[Records of labeled points]
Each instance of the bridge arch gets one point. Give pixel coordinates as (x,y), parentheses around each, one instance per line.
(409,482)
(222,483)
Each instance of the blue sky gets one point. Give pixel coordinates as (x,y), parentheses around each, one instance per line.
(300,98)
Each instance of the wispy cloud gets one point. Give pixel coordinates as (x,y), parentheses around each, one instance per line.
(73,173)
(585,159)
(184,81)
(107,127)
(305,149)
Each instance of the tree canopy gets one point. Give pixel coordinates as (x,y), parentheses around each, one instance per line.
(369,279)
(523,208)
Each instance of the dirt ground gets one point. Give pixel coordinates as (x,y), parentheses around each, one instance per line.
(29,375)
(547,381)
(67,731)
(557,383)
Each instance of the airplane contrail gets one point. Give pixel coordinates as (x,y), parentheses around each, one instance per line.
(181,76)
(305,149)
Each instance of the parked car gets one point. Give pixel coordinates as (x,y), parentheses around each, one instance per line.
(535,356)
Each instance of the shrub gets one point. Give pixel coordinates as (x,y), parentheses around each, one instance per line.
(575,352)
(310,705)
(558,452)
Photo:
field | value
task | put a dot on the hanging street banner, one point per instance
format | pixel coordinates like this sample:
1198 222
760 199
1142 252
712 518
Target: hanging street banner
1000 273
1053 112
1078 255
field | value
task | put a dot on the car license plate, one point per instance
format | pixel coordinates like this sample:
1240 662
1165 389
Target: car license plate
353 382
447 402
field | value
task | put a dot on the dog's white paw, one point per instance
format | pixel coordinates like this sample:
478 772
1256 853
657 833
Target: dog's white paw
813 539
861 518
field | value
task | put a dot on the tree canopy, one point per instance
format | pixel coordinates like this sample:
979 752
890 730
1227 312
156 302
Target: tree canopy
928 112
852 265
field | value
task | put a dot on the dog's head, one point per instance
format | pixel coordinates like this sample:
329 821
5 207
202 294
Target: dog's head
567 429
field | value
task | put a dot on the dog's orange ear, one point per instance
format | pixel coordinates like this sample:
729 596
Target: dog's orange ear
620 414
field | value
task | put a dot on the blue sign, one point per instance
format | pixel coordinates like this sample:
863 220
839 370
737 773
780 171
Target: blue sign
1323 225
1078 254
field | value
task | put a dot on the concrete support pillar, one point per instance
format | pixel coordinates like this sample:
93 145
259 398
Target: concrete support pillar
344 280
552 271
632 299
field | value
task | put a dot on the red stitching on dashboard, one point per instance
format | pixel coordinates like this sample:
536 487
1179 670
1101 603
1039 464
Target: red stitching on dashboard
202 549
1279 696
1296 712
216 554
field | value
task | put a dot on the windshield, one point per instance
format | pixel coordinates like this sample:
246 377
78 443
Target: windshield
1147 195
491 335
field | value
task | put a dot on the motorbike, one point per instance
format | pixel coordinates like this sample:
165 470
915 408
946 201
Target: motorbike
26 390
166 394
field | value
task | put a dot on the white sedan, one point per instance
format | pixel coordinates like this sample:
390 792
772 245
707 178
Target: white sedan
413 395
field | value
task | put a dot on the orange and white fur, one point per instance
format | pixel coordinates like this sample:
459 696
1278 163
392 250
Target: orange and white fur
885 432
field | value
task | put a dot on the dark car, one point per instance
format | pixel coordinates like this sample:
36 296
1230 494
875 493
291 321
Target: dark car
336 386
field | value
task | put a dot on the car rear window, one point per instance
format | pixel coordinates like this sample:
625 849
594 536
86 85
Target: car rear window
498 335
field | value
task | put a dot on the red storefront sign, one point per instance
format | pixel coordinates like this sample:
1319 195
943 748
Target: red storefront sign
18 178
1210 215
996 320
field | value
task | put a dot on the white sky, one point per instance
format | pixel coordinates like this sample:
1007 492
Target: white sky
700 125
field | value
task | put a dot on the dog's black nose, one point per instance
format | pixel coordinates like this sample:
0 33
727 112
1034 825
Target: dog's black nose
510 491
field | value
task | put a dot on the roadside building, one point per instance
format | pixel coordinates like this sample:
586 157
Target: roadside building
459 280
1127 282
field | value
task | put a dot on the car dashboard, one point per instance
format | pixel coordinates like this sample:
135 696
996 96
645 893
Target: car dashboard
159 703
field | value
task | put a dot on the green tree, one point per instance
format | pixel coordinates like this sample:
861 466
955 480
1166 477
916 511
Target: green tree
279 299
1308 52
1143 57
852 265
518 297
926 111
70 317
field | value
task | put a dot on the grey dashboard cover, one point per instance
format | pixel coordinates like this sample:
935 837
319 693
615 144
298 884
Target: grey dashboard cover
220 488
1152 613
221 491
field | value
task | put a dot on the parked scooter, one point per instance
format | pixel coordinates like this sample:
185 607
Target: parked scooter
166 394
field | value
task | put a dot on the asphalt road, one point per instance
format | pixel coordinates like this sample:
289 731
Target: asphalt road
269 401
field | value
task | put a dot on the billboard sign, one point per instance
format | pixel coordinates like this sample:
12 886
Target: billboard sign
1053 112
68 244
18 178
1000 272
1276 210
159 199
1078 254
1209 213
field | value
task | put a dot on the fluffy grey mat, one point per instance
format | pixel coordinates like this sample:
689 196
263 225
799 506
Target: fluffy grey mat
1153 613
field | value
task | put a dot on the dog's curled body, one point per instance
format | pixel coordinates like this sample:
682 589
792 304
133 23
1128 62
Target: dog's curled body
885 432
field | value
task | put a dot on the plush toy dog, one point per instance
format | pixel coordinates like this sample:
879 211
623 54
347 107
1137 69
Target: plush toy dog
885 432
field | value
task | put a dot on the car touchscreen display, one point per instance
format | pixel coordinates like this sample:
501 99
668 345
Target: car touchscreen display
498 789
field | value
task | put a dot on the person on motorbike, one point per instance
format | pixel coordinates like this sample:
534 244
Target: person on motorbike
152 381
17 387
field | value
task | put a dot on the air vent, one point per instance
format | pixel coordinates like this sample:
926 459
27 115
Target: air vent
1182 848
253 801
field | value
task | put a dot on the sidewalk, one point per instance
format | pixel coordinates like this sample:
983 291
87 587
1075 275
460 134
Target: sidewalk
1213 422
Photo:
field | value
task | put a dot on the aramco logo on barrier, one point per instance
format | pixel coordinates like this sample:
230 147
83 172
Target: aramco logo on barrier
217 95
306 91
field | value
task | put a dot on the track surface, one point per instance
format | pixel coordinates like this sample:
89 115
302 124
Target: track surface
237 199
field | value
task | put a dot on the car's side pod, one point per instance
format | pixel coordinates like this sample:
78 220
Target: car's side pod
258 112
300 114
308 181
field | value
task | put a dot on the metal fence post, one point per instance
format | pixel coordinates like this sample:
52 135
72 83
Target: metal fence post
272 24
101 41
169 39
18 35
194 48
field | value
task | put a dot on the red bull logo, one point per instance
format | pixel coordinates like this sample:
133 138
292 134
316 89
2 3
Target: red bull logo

## Required task
Identify each line in the material above that contains the word "concrete", and copy every such line in full.

## The response
task | put a dot on the concrete support pillar, one point per instance
Target: concrete support pillar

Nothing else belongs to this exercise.